Render every line of the entries below as a Markdown table with the columns Row and Line, numbering each row and skipping blank lines. Leave the pictures out.

··· Information supplied ···

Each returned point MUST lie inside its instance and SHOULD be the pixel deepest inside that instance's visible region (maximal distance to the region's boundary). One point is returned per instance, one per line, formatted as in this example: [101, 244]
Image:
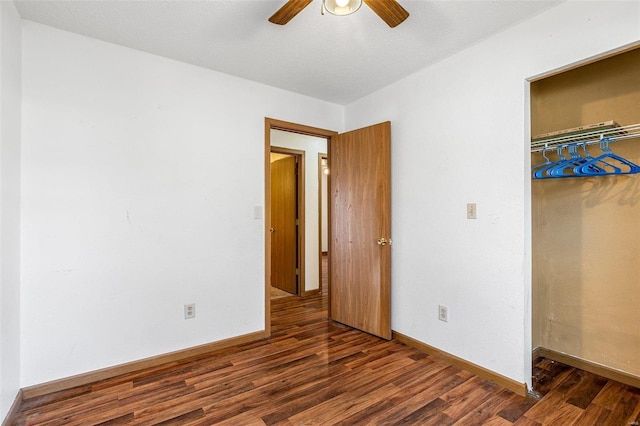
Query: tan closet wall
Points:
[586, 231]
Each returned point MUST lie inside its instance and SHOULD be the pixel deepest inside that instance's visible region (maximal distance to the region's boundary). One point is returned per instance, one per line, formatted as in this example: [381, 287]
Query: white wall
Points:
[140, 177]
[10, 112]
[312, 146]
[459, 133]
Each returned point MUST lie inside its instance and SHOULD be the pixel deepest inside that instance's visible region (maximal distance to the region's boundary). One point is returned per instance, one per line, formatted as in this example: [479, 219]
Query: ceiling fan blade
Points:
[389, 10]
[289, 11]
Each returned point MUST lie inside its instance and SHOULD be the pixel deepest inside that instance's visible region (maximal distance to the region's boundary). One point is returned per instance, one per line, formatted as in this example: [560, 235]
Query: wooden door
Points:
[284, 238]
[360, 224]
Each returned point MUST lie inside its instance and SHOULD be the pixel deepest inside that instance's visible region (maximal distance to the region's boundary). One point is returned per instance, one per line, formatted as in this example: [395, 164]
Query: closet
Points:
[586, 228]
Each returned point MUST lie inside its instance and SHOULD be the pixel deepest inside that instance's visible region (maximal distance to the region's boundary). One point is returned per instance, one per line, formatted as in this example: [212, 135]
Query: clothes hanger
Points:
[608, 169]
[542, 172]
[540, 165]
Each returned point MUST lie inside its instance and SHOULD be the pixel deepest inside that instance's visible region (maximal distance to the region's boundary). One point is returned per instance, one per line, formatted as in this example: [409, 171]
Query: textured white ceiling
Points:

···

• Exercise answer:
| Row | Line |
|---|---|
| 1 | Each returned point MUST lie inside its instance and SHOULD be the pixel deepest inside that instance's visible region (maximal distance to the region's boundary). One point is returned per instance, one per line, formatted as in this example: [101, 244] |
| 2 | Image: |
| 3 | Query: tan closet wall |
| 4 | Points: |
| 5 | [586, 231] |
| 6 | Each returned point MUST lie inside its instance and SHOULD be the pixel deepest inside that instance's visible region (maximal distance to the region's boundary). One point is returned per instance, one per line, formatted as in this example: [381, 287] |
| 7 | Query: white wall |
| 8 | Points: |
| 9 | [140, 177] |
| 10 | [10, 112] |
| 11 | [312, 146] |
| 12 | [459, 133] |
| 13 | Each returned point MUST lie inside its instance and SHOULD be the pixel deepest inside that instance's visible region (maximal distance to the region's boundary). One point is returned per instance, one per line, formatted as in this example: [479, 219] |
| 14 | Query: ceiling fan blade |
| 15 | Points: |
| 16 | [389, 10] |
| 17 | [289, 11] |
| 18 | Each returned point MUST lie inside its instance and SHOULD be the pixel deepest inside that instance's visible region (maximal distance to the region's boundary). One point is returned per instance, one per line, formatted as in this example: [560, 235] |
| 19 | Query: wooden door |
| 20 | Points: |
| 21 | [284, 238] |
| 22 | [360, 224] |
| 23 | Each returned point MUST lie inside its instance and SHOULD be the pixel deepest inside that instance's visible region (maximal distance to the region's boundary). One point is returned per instance, one per line, formatted as in this example: [395, 164] |
| 24 | Query: closet |
| 25 | Points: |
| 26 | [586, 228] |
| 27 | Each returned point MUST lie inside its instance and SHOULD be the pixel deepest inside that instance's visible region (maximal distance to the region's boundary). One point is returned per instance, one per line, formatted as in this example: [212, 135] |
| 28 | Query: clothes hanger |
| 29 | Points: |
| 30 | [608, 169] |
| 31 | [542, 172] |
| 32 | [540, 165] |
| 33 | Each returned point MUST lie inside its instance and SHOULD be the pixel deepest inside that instance's visible region (maximal distance to the region's boundary). One point is returned per instance, one per line, formatted as in this example: [409, 171] |
| 34 | Query: textured white ceiling |
| 35 | Points: |